# What the exercise asks:
Tally the lines in the records below that contain the word "hazy". Reply with the number alone.

# Extracted material:
>>>>>
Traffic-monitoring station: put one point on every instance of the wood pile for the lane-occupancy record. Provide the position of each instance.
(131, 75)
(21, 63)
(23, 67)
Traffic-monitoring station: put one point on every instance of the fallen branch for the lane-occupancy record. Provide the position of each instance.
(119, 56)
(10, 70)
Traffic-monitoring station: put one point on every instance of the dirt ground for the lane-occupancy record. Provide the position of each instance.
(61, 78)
<<<<<
>>>>>
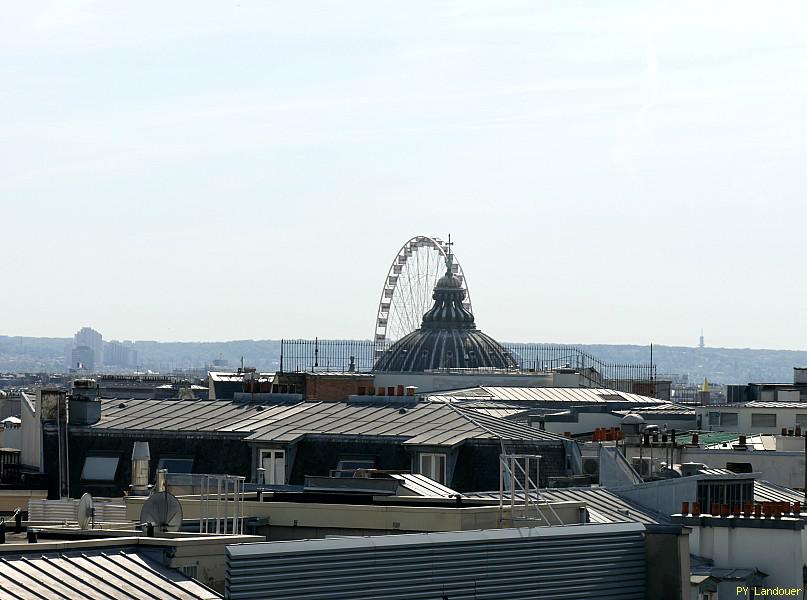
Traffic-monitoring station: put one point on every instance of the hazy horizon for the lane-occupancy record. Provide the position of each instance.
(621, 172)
<<<<<
# Response to the exercise:
1